**Text passage:**
────────────────────────────────────────
But, crucially: None of these arguments matter at all. A carbon tax will not happen; subsidies for green energy, on the other hand, just did. Will they work? Will they reduce greenhouse gas emissions? And will they do so in a substantial enough way that other countries will copy our strategy?
The short answer to “will they work?” is an obvious “yes”. The IRA devotes $386 billion to energy and climate. It is not possible to spend $386 billion on anything and have no effect; if you spent $386 billion teaching goats to play Rush songs, within five years you’d have a passable version of A Farewell to Kings. There are, of course, limits to what money can do; building an opera house won’t make your no-talent girlfriend a star, and no amount of money will convince voters that Michael Bloomberg isn’t a humorless little wiener. But, broadly speaking: Yes, $386 billion will do something.
But how much will it do? We actually have a point of reference: The 2009 American Recovery and Reinvestment Act. That law — a.k.a. the “stimulus bill”, a.k.a. “full communism” (if you watch Fox News) — devoted about $92 billion to supporting clean energy technology. It was a major investment that got mostly ignored except for when one solar company failed and conservative media talked about it around the clock for three years.
It's hard to assess the effects of a single action on a complex economy. But the self-loathing bastards at the International Institute for Industrial Environmental Economics tried anyway; in 2015, they published a study that is, in my opinion, pretty good. They tracked a number of metrics related to green energy and greenhouse gas emissions in the aftermath of the 2009 bill. The report is a few years old, but it should still capture the bill’s primary effects, because the law was a front-loaded stimulus whose impacts had mostly been felt by 2015.
────────────────────────────────────────
**Data block:**
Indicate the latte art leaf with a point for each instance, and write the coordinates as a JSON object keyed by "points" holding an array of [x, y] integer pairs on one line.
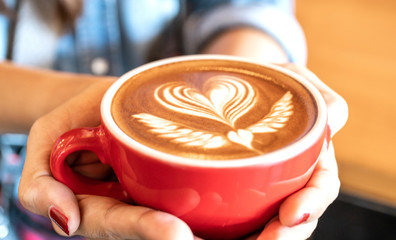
{"points": [[277, 117], [181, 134], [224, 99]]}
────────────────────────────────────────
**Problems to solve:**
1 - According to the climate-spending passage, how much did the 2009 American Recovery and Reinvestment Act devote to supporting clean energy technology?
2 - Put this sentence from the climate-spending passage into Spanish: "It's hard to assess the effects of a single action on a complex economy."
3 - Rework the climate-spending passage by writing out the part starting with "But how much" and going on through "for three years.", with "conservative media" changed to "cable news".
The listing isn't needed for any of this.

**Expected answers:**
1 - About $92 billion.

2 - Es difícil evaluar los efectos de una sola acción sobre una economía compleja.

3 -
But how much will it do? We actually have a point of reference: The 2009 American Recovery and Reinvestment Act. That law — a.k.a. the “stimulus bill”, a.k.a. “full communism” (if you watch Fox News) — devoted about $92 billion to supporting clean energy technology. It was a major investment that got mostly ignored except for when one solar company failed and cable news talked about it around the clock for three years.